* ENUNCIADO 1
Redimensione pelo fator 1,9 todas as coordenadas das respostas da listagem, arredondando-as a números inteiros (metades para cima). Reproduza na íntegra todas as linhas da listagem, com as coordenadas já convertidas e sem incluir as imagens.

No lançamento da Conferência Nacional do PCP sobre as Questões Económicas e Sociais, Jerónimo de Sousa sublinhou que, com esta iniciativa, o PCP «assume a defesa da soberania nacional como questão central e estratégica para a defesa dos interesses nacionais e para a construção de uma Europa de cooperação entre Estados soberanos e iguais em direitos», salientando que esta Conferência «coloca na ordem do dia a ruptura com o actual modelo de políticas económicas e sociais e que assume como um grande desafio o apontar do caminho para a inadiável tarefa de tirar o país da estagnação».
No seguimento da decisão do Comité Central do PCP, damos hoje início com a presente iniciativa ao lançamento da Conferência Nacional sobre as Questões Económicas e Sociais que se realizará nos dias 24 e 25 de Novembro.
Nesta Conferência Nacional visamos realizar uma análise global e integrada dos problemas económicos e sociais do país, a partir do aprofundamento do conhecimento das suas estruturas socio-económicas e das suas actuais dinâmicas, bem como os problemas do enquadramento internacional, com particular atenção para o processo de integração comunitária e para as suas consequências no desenvolvimento do país. Uma conferência que não deixará de reflectir e considerar também os mais importantes problemas sociais, o papel do Estado e do mercado na vida económica e social, seus estrangulamentos e potencialidades, e debruçar-se sobre as teses neoliberais protagonizadas pelo PS e PSD que conduziram o país ao último patamar da União Europeia.
Com a presente iniciativa abre-se o longo período da sua preparação que contará com um vasto programa de reuniões, debates sectoriais e regionais de análise da realidade socio-económica do país, das regiões e dos mais importantes sectores de actividade da vida nacional que aprofundarão também o conjunto de reflexões e de propostas que têm vindo a ser elaboradas no âmbito da iniciativa “Portugal Precisa, o PCP Propõe”.
Programa que se abre à participação de todo o colectivo partidário e que, certamente, contará também como desejamos, em muitas das suas iniciativas, com os contributos e a presença de trabalhadores, intelectuais e quadros técnicos, micro, pequenos e médios empresários e das outras camadas da população que estão interessadas e procuram uma verdadeira solução para os problemas nacionais.
A persistência de uma grave situação económica e social que teve nestes primeiros anos do século uma mais inquietante evolução, tornou incontornável e inadiável, não apenas o questionamento das grandes orientações políticas e acção governativas do PS e do PSD que lideraram os governos dos últimos anos, mas essencialmente e perante tão preocupante e negativa evolução a necessidade de aprofundar e confrontar a sociedade portuguesa com a existência e a real possibilidade de concretização de um caminho alternativo e de uma política económica e social alternativa às soluções da política de direita, capaz de promover e garantir um país mais justo e mais desenvolvido.

* ENUNCIADO 2
Transcreva do excerto citado acima o trecho que vai de "No lançamento da" a "25 de Novembro.", sem alterar uma única palavra.

* MATERIAIS FORNECIDOS
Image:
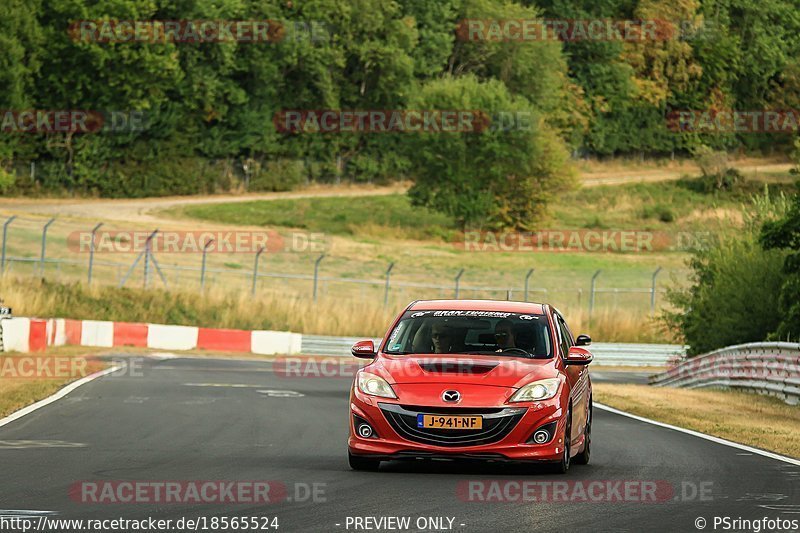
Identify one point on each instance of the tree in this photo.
(733, 287)
(784, 234)
(495, 178)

* RESPOSTA FINAL 1
Image:
Identify one point on each instance of the tree in this photo.
(1393, 545)
(1490, 445)
(941, 338)

* RESPOSTA FINAL 2
No lançamento da Conferência Nacional do PCP sobre as Questões Económicas e Sociais, Jerónimo de Sousa sublinhou que, com esta iniciativa, o PCP «assume a defesa da soberania nacional como questão central e estratégica para a defesa dos interesses nacionais e para a construção de uma Europa de cooperação entre Estados soberanos e iguais em direitos», salientando que esta Conferência «coloca na ordem do dia a ruptura com o actual modelo de políticas económicas e sociais e que assume como um grande desafio o apontar do caminho para a inadiável tarefa de tirar o país da estagnação».
No seguimento da decisão do Comité Central do PCP, damos hoje início com a presente iniciativa ao lançamento da Conferência Nacional sobre as Questões Económicas e Sociais que se realizará nos dias 24 e 25 de Novembro.